Text extract:
==========

Designing event-driven microservices architectures using Apache Kafka and Kafka Streams

Dive into the world of event-driven microservices architecture with Apache Kafka and Kafka Streams. This comprehensive guide explores core concepts, implementation patterns, and best practices for building scalable distributed systems. Learn how to design event schemas, process streams effectively, and handle failures gracefully. With practical Java code examples and real-world architectural patterns, discover how companies like Netflix and LinkedIn process billions of events daily. Whether you're new to event-driven architecture or looking to optimize your existing system, this guide provides valuable insights into building robust, loosely coupled microservices.

GraphQL has a role beyond API Query Language- being the backbone of application Integration
background Coditation

Designing event-driven microservices architectures using Apache Kafka and Kafka Streams

Designing Event-Driven Microservices Architectures Using Apache Kafka and Kafka Streams

Event-driven architectures have become essential for building scalable, loosely coupled systems. Companies like Netflix, LinkedIn, and Uber process billions of events daily using event streaming platforms. Apache Kafka stands out as the leading platform for building event-driven microservices, handling over 100 trillion events per day across its user base.

Let's explore how to design and implement event-driven microservices using Apache Kafka and Kafka Streams through practical examples and architectural patterns.

==========

Source data:

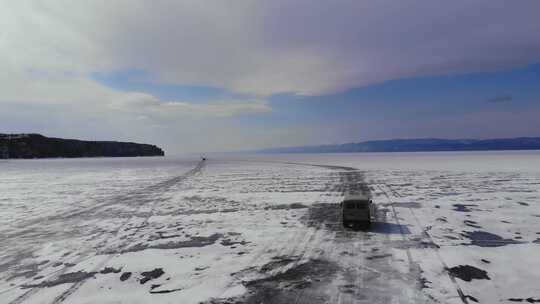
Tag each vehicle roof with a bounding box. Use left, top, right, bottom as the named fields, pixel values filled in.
left=343, top=193, right=371, bottom=201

==========

Complete the following:
1. Print the passage of the Kafka article between "Event-driven architectures have" and "and architectural patterns.", inclusive.
2. In the Kafka article, how many events per day does Apache Kafka handle across its user base?
The listing has nothing to do with the Kafka article.

Task solutions:
1.
Event-driven architectures have become essential for building scalable, loosely coupled systems. Companies like Netflix, LinkedIn, and Uber process billions of events daily using event streaming platforms. Apache Kafka stands out as the leading platform for building event-driven microservices, handling over 100 trillion events per day across its user base.

Let's explore how to design and implement event-driven microservices using Apache Kafka and Kafka Streams through practical examples and architectural patterns.

2. Over 100 trillion events per day.